- [TO DO]: Go through the records below and write each one out again unchanged.

- [RECORDS]:
========
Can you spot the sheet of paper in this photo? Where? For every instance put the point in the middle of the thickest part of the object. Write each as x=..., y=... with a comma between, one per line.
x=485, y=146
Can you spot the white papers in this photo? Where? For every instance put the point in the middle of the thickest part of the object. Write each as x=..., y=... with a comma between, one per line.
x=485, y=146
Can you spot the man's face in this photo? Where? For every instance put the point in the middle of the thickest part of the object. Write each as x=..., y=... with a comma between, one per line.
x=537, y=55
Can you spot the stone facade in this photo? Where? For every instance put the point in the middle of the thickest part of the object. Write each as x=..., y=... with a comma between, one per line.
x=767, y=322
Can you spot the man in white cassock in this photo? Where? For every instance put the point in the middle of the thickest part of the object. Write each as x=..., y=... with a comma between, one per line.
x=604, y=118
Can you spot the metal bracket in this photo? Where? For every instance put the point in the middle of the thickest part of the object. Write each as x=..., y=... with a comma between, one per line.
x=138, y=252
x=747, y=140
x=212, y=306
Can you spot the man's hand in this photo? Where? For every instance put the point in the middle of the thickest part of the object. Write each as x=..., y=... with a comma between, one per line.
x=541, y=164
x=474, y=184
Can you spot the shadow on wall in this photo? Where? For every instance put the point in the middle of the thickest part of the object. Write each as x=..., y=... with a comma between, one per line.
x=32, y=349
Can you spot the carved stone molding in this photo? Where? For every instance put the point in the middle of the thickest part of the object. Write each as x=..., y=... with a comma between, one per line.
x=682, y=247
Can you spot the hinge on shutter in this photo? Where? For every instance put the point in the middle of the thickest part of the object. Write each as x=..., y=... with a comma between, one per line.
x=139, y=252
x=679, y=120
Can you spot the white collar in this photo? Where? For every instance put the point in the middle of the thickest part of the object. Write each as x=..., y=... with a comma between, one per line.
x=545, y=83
========
- [THE COMPLETED TASK]:
Can you spot the sheet of paper in this photo? Where? For every instance put the point in the middle of the thickest part of the object. Write each as x=..., y=... with a comma between, one per line.
x=485, y=146
Can you spot the white papers in this photo? Where? For every instance put the point in the middle of the thickest part of the object. Write each as x=..., y=... with a comma between, one per line.
x=485, y=146
Can you spot the man's face in this photo? Where? For every instance put the point in the middle of the thickest part of the object. Write each as x=..., y=... with a comma between, one per line.
x=537, y=55
Can you spot the stone facade in this photo? Where? For every instance put the point in the middle of the thickest part of the object. Write each as x=..., y=... with a comma between, one per line.
x=767, y=322
Can you spot the man in white cassock in this photo? Where? For every instance put the point in the middle of the thickest part of the object. Write each as x=..., y=... with a comma between, one per line.
x=604, y=118
Can you spot the metal bracket in this photo? Where? For every instance put the point in the middle of the thickest part of the object. Write each as x=..., y=... with a comma between, one per line.
x=138, y=252
x=747, y=140
x=212, y=306
Can you spot the man's hand in this photo? Where? For every instance put the point in the middle of the thickest part of the object. Write each as x=..., y=... with a comma between, one per line.
x=541, y=164
x=474, y=184
Can you spot the shadow on wall in this photo? Where? For every instance put the point in the middle of the thickest part of the object. Write each as x=..., y=... with a comma between, one per line.
x=32, y=349
Can you spot the carved stone molding in this photo? Where? For every instance put the point in the middle of the thickest part of the object. Write each as x=..., y=... with a comma between, one per line.
x=682, y=247
Can you spot the hinge on shutter in this photo? Where? For every instance put the point in the middle of the thickest part of the object. Write each as x=..., y=... with a comma between, one per line.
x=139, y=252
x=679, y=120
Can you spot the white collar in this photo? Where? For every instance put the point in the middle of the thickest part of the object. Write each as x=..., y=... with a comma between, one per line.
x=545, y=83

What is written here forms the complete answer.